Your task
Nothing in the records may be left out or altered; reproduce them all exactly.

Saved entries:
* * *
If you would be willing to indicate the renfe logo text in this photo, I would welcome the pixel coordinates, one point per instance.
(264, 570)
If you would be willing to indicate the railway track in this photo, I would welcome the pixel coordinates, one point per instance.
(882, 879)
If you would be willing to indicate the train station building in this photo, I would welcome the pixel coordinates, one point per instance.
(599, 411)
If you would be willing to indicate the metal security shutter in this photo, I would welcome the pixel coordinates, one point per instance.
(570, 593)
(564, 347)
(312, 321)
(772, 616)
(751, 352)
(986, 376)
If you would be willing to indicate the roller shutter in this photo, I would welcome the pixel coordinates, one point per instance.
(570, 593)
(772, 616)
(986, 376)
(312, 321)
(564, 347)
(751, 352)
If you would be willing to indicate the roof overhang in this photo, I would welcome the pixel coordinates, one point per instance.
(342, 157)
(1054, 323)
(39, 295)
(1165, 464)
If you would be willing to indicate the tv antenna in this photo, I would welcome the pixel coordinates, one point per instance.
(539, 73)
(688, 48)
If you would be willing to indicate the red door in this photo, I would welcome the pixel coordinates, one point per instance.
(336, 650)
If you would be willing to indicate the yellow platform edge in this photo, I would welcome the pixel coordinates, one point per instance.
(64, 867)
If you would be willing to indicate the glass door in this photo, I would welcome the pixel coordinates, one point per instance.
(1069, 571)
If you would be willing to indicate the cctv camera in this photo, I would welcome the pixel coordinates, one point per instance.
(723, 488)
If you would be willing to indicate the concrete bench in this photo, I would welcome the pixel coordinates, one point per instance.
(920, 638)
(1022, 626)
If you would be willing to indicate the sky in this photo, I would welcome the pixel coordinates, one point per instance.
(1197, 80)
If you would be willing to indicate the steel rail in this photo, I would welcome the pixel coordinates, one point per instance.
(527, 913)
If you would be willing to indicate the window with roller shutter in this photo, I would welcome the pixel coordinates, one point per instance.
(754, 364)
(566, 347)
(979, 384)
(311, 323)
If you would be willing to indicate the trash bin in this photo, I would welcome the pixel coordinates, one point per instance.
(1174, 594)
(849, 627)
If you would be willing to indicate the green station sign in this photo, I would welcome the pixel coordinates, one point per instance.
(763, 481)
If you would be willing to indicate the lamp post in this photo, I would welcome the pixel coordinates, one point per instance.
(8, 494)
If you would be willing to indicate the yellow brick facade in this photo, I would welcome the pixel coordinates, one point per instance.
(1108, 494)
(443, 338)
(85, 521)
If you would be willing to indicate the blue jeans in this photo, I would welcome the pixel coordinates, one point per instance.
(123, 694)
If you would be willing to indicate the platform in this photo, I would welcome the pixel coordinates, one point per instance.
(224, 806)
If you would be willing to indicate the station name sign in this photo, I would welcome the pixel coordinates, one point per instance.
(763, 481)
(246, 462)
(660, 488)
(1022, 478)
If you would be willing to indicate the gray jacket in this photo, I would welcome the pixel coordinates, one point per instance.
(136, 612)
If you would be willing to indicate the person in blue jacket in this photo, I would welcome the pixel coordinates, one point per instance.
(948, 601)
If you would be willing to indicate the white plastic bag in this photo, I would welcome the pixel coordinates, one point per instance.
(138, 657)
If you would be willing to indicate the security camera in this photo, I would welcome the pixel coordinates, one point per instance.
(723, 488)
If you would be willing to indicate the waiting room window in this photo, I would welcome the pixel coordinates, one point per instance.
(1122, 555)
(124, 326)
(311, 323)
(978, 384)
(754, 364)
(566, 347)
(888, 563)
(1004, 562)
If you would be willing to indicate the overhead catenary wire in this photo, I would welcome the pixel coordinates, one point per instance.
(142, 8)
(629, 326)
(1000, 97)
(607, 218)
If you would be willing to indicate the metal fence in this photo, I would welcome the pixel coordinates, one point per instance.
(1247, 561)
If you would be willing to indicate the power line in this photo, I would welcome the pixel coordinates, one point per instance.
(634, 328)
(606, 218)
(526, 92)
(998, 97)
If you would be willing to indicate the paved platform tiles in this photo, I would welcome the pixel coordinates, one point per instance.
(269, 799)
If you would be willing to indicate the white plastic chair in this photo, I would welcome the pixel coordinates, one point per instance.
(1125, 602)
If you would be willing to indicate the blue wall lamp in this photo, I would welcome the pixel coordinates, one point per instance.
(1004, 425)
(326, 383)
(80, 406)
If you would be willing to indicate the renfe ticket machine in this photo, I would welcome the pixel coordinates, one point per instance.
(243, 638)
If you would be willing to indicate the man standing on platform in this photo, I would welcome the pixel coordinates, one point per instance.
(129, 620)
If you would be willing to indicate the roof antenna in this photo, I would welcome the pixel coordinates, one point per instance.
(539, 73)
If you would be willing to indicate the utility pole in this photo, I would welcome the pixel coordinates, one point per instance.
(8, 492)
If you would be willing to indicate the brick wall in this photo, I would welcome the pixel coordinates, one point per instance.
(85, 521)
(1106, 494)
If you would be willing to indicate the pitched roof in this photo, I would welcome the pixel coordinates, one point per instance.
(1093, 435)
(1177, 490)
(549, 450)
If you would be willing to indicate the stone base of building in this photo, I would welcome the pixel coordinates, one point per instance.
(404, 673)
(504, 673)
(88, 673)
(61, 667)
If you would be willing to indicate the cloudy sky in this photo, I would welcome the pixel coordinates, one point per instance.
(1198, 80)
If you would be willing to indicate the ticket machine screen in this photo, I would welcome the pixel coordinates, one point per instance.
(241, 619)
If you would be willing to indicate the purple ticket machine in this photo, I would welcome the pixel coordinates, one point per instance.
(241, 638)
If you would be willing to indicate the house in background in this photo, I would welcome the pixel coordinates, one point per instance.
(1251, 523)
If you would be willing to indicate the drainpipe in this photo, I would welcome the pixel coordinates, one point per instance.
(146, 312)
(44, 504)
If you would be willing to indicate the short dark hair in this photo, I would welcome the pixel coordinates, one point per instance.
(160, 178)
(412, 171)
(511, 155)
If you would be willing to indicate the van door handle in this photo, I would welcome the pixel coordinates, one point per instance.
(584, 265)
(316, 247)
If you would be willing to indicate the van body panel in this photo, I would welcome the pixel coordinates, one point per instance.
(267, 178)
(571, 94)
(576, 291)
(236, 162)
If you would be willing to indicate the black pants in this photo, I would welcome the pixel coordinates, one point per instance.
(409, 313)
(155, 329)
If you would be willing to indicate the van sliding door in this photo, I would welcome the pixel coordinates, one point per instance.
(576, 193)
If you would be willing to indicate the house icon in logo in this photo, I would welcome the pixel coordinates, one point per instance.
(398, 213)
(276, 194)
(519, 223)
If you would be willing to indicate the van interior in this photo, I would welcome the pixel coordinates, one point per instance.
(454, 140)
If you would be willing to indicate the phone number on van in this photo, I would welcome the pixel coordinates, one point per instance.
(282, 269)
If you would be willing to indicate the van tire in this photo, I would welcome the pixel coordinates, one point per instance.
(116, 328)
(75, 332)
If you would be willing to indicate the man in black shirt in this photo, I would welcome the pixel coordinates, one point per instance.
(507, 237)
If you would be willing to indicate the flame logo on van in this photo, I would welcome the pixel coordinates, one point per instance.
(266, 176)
* * *
Result below
If you would be willing to indicate the renfe logo text in this photo, I would welcome the pixel coordinates, one point per instance.
(264, 570)
If you would be willing to indicate the railway track in this photo, I would welcome the pixel coordinates, one point per instance.
(882, 879)
If you would be willing to indicate the train station building in this photo, I would welcome the pixel coordinates, one point per instance.
(599, 411)
If you would be willing to indicate the metal security shutter in this photo, I would welcome the pixel coordinates, one point per instance.
(570, 593)
(564, 347)
(312, 321)
(772, 616)
(751, 352)
(986, 376)
If you would be willing to indicate the roller shutter in this photo, I would welcome the pixel coordinates, one point per instance.
(570, 593)
(772, 616)
(986, 376)
(312, 321)
(564, 347)
(751, 352)
If you would be willing to indicate the roof overhang in this photo, I would welcome the pixel coordinates, one point per instance.
(342, 157)
(1054, 323)
(39, 295)
(1165, 464)
If you would be willing to indicate the tv antenna in this photo, I would welcome the pixel coordinates, one point per instance.
(539, 73)
(688, 48)
If you would be willing to indicate the red door in this photo, I would welcome the pixel coordinates, one point per instance.
(336, 650)
If you would be willing to indicate the yellow platform edge in this photo, I would welcome the pixel coordinates, one point per instance.
(64, 867)
If you would be willing to indicate the glass door in this photo, I would welcome the pixel coordinates, one point per instance.
(1069, 571)
If you would be willing to indicate the cctv camera in this photo, I would welcome the pixel coordinates, one point per instance.
(723, 488)
If you would be willing to indicate the concrete bench in this photo, I would welcome the pixel coordinates, one point per instance.
(920, 638)
(1022, 626)
If you would be willing to indicate the sky in this photo, I would welcome the pixel coordinates, one point per instance.
(1197, 80)
If you would be willing to indicate the steel rail in this photo, I would welcome the pixel coordinates, one point per instance.
(527, 913)
If you would be willing to indicate the window with roller shutter in this photo, I would welcome the pixel coordinates, one point per instance.
(754, 364)
(566, 347)
(979, 384)
(311, 323)
If you would be willing to indicate the trash bin in this photo, I would welcome the pixel coordinates, one point per instance.
(1174, 594)
(849, 627)
If you would be willing to indicate the green station sign in this photo, I would welcome the pixel coordinates, one point per instance.
(763, 481)
If you would be willing to indicate the lamp post in this photo, I would welcome the pixel coordinates, one point per instance.
(8, 494)
If you would be willing to indicate the yellow brick facade in this photo, I would welcome the pixel coordinates, one point per instance.
(1108, 494)
(443, 338)
(85, 521)
If you would be willing to indicate the blue jeans in this photo, I would welcome the pixel coordinates, one point per instance.
(123, 694)
If you would be willing to indicate the platform in this photo, I would welcome the pixel coordinates, one point per instance.
(224, 806)
If you would be willing to indicate the station name sign in this photo, I would welcome the pixel coordinates, one point per instance.
(763, 481)
(246, 462)
(660, 488)
(1022, 478)
If you would be willing to indicate the gray jacket in this photo, I would welcome the pixel coordinates, one point per instance.
(136, 612)
If you would be willing to indicate the person in blue jacket in this photo, I would welcome the pixel coordinates, one point per instance.
(948, 601)
If you would be willing to indicate the white plastic bag in this photo, I would welcome the pixel coordinates, one point per instance.
(138, 657)
If you would be willing to indicate the security camera in this photo, I would welcome the pixel coordinates, one point per instance.
(723, 488)
If you would be willing to indicate the waiting room window in this photo, I would welcome the pixel coordinates, one point per instance.
(1122, 555)
(124, 326)
(311, 323)
(978, 384)
(754, 364)
(566, 347)
(888, 563)
(1004, 562)
If you would be willing to indicate the overhead catenary wire in this photo, I would welcome the pixel coordinates, one point per instance.
(142, 8)
(629, 326)
(1000, 97)
(607, 218)
If you would be willing to indicate the metal fence in this photo, I would welcome the pixel coordinates, one point per instance.
(1247, 561)
If you would be willing to indicate the power line in this photo, I would welcome the pixel coordinates, one point per instance.
(634, 328)
(606, 218)
(526, 92)
(998, 97)
If you would be willing to indicate the paved platform tiles in this photo, I would welcome the pixel coordinates, one point per instance.
(269, 799)
If you would be willing to indicate the white plastic chair in this photo, I would welcome the pixel coordinates, one point per instance.
(1125, 602)
If you would be willing to indicate the blue wall lamp in this photo, I would welcome the pixel coordinates, one point per instance.
(1004, 425)
(326, 383)
(80, 406)
If you would be willing to indicate the renfe ticket machine in this photo, I would welcome the pixel coordinates, one point per instance.
(243, 638)
If you would be willing to indicate the man standing on platform in this photo, I would welcome the pixel coordinates, one point per instance.
(129, 620)
If you would be willing to indicate the roof antenna in this photo, I would welcome the pixel coordinates, one point per instance.
(539, 73)
If you would be willing to indicate the utility pole in this photo, I would welcome the pixel coordinates, one point per instance.
(8, 492)
If you would be willing to indicate the brick wall in this photo, I would welcome the pixel coordinates, one point per instance.
(85, 521)
(1106, 494)
If you would be willing to indicate the pitched roof in this photo, I would welcome the pixel coordinates, one point per instance.
(1093, 435)
(1177, 490)
(549, 450)
If you would be willing to indicate the stone base of building in this photo, I would welcome the pixel coordinates, one point per instance.
(404, 673)
(504, 673)
(88, 673)
(61, 667)
If you would be willing to indicate the cloudy sky in this photo, I would welcome the pixel coordinates, one point per instance.
(1198, 80)
If you would be willing to indicate the ticket machine screen in this photo, I would welcome the pixel coordinates, one point per instance.
(241, 619)
If you would be willing to indicate the purple ticket machine in this photo, I would welcome the pixel coordinates, one point per instance.
(241, 638)
If you would be willing to indicate the house in background in this photo, I would welcome the pixel coordinates, one point per instance.
(1251, 523)
If you would be willing to indicate the drainpipe in this photo, I would welcome the pixel coordinates, one point per instance.
(146, 312)
(44, 504)
If you would be willing to indicate the short dark hair in this photo, I would welcome the pixel coordinates, one point per instance.
(160, 178)
(412, 171)
(511, 155)
If you would be willing to indicate the van door handle in this photo, I would welcome the pixel coordinates, one point per instance.
(584, 265)
(316, 247)
If you would be willing to indicate the van body panel in this photo, I would welcome the pixel coordinates, one point per instance.
(267, 178)
(571, 94)
(576, 291)
(236, 162)
If you would be willing to indicate the black pants in this photo, I would welcome the pixel coordinates, one point per instance.
(409, 313)
(155, 329)
If you would be willing to indicate the van sliding door in this photo, I would welcome the pixel coordinates, one point per instance.
(576, 193)
If you would be willing to indicate the house icon in logo in this photo, I would welcome the pixel coordinates, one point per instance.
(398, 213)
(276, 194)
(519, 223)
If you would be willing to indicate the van interior in this photo, I would welcome the pixel coordinates, one point per instance.
(454, 140)
If you would be willing to indicate the phone number on van in this photo, I would welcome the pixel coordinates, one point per instance.
(282, 269)
If you would be willing to indicate the van tire in this photo, I would welcome the pixel coordinates, one point per instance.
(116, 328)
(75, 332)
If you would be willing to indicate the man in black shirt in this photo, I would welcome the pixel coordinates, one point per instance.
(507, 237)
If you would be willing to indicate the flame logo on van in this photo, I would welcome the pixel coordinates, one point per instance.
(266, 176)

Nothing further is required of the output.